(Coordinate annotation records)
-=-=-=-=-

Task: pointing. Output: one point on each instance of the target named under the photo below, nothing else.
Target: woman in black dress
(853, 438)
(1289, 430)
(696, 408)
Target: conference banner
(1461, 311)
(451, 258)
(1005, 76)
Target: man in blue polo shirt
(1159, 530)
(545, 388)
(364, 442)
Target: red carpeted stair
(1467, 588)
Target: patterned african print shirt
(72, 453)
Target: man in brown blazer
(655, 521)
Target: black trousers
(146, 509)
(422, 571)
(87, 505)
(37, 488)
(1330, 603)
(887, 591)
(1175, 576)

-=-=-=-=-

◆ **Exercise description**:
Give all the records again. Match them exactly.

◆ **Result for this exercise**:
Task: pointing. Output: one point on each instance of the target named under the photo below, nothing else.
Target: woman in black dress
(853, 438)
(1289, 430)
(696, 408)
Target: conference banner
(1461, 311)
(451, 258)
(1005, 76)
Target: man in blue polo shirt
(1159, 530)
(545, 388)
(364, 442)
Target: red carpeted stair
(1467, 588)
Target: patterned african print shirt
(72, 453)
Target: man in brown blazer
(655, 521)
Target: black trousers
(146, 509)
(422, 571)
(87, 505)
(37, 488)
(1330, 603)
(887, 591)
(1175, 576)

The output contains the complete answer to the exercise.